Written exercise A
From the track notes, list every composer named as an influence on Archishman Ghosh's style.
Written exercise B
Reproduce word for word the passage of the track notes between "See Amid The Winter Snow.  Children" and "be truly NEW.", inclusive.
Written exercise C
Answer these questions using the track notes:
(i) In which state does Archishman Ghosh live and work?
(ii) Which region is the carol Arise And Hail The Glorious Star from?
(iii) What instruments accompany the choir in A Virgin So Pure?

Track 7:  Swaddling Clothes





Let’s hear another cradle-song, this time for piano-solo, written by a contemporary composer.  Archishman Ghosh is a research-scientist who lives and works in Florida.  Much-travelled and
aware, his musical personality is close to his everyday character, logical, sceptical, slightly aloof, but capable of expressing deep warmth and affection.  Like Ravel’s, his irony and even sarcasm can
be suspect! The influences on his style are many; ranging from Scarlatti and Mozart through Grieg and Grainger to Scriabin and a later, grittier aesthetic.  The mark of his gift is that he has digested all
these influences to make his own, distinctive music.  Here, he gives us a well-worked, deceptively simple Berceuse in F-Sharp.  The harmonic sense and handling of rhythm and part-writing on show have a real distinction and modern sensibility and yet express something of the timeless awe a
human feels in looking up at a starry sky. The tracings of a map, a meaning, orientation – and pure beauty, the boundlessness of belief, hope and imagination can be…

On Christmas Night, will the stars turn to angels who sing? Our children gaze up at us and our
tenderness as we sing them to sleep. So sly is the composer's tonal sense that this innocent Berceuse in F# ends with seeming-total consistency in F!

Track 8:  Berceuse In F#, Archishman Ghosh

Track 9:  Church-bells ringing changes






A Virgin So Pure is an old carol of great freshness and beauty, a song in praise of Christ’s mother.  .  Here, the choir is accompanied with handbells.


Track 10:  A Virgin So Pure

Arise And Hail The Glorious Star announces the birth of Christ in bright directness.  This carol is from Cornwall and has a Wesleyan fervour.  The arrangement appears to be in 18th Century-style, the contrapuntal parts contrasting and pitting registers against eachother in a cheerful, rudimentarily canonic manner…

Track 11:  Arise And Hail The Glorious Star, Trad

See Amid The Winter Snow.  Children may miss snow in many parts of the UK this Winter.  However cruel the winter cold used to be, if one had a hearth, relatives and friends and blessed holyday, once church was got over, it was possible to choose whether or not to fool about in it

Track 12:  See Amid The Winter Snow, Trad

It’s that time of year again:  we’ve trailed through Advent, meeting the consequences of a year of all-too human decisions – and perhaps must hope that the festival will grant us the kind of joys it granted us as children:  that the magic will work to comfort and console all of us who long for peace, tolerance and repose in which it is the soul that speaks and does for the sake of those whom we love.  To go a stage further, the more people we show that we love over 12 days, perhaps, the more chance that magic has of happening for us.  The New Year may be truly NEW.

Record set

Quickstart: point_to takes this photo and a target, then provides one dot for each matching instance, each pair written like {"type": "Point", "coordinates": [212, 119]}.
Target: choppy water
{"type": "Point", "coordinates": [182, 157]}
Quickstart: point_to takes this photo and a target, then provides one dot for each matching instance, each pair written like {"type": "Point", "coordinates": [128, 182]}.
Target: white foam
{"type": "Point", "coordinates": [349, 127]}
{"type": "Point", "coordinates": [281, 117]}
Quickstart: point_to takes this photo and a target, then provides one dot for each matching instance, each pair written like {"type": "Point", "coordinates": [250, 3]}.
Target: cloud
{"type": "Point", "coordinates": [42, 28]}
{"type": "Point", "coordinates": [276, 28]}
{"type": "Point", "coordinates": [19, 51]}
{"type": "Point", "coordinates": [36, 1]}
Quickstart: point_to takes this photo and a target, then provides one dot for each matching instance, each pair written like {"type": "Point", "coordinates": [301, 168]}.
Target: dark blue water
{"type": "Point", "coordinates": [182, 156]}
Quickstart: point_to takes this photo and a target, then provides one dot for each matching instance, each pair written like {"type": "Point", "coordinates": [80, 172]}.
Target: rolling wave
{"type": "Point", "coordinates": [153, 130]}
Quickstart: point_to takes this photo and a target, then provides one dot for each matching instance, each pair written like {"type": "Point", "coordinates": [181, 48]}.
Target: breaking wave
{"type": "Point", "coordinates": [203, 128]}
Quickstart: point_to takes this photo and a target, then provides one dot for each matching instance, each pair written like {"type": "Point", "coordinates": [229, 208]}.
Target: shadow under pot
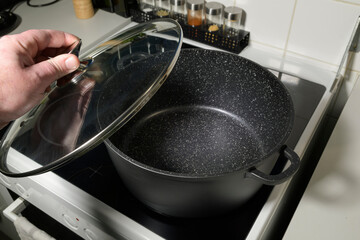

Written answer A
Scarlatti, Mozart, Grieg, Grainger, Scriabin

Written answer B
See Amid The Winter Snow.  Children may miss snow in many parts of the UK this Winter.  However cruel the winter cold used to be, if one had a hearth, relatives and friends and blessed holyday, once church was got over, it was possible to choose whether or not to fool about in it

Track 12:  See Amid The Winter Snow, Trad

It’s that time of year again:  we’ve trailed through Advent, meeting the consequences of a year of all-too human decisions – and perhaps must hope that the festival will grant us the kind of joys it granted us as children:  that the magic will work to comfort and console all of us who long for peace, tolerance and repose in which it is the soul that speaks and does for the sake of those whom we love.  To go a stage further, the more people we show that we love over 12 days, perhaps, the more chance that magic has of happening for us.  The New Year may be truly NEW.

Written answer C
(i) Florida
(ii) Cornwall
(iii) Handbells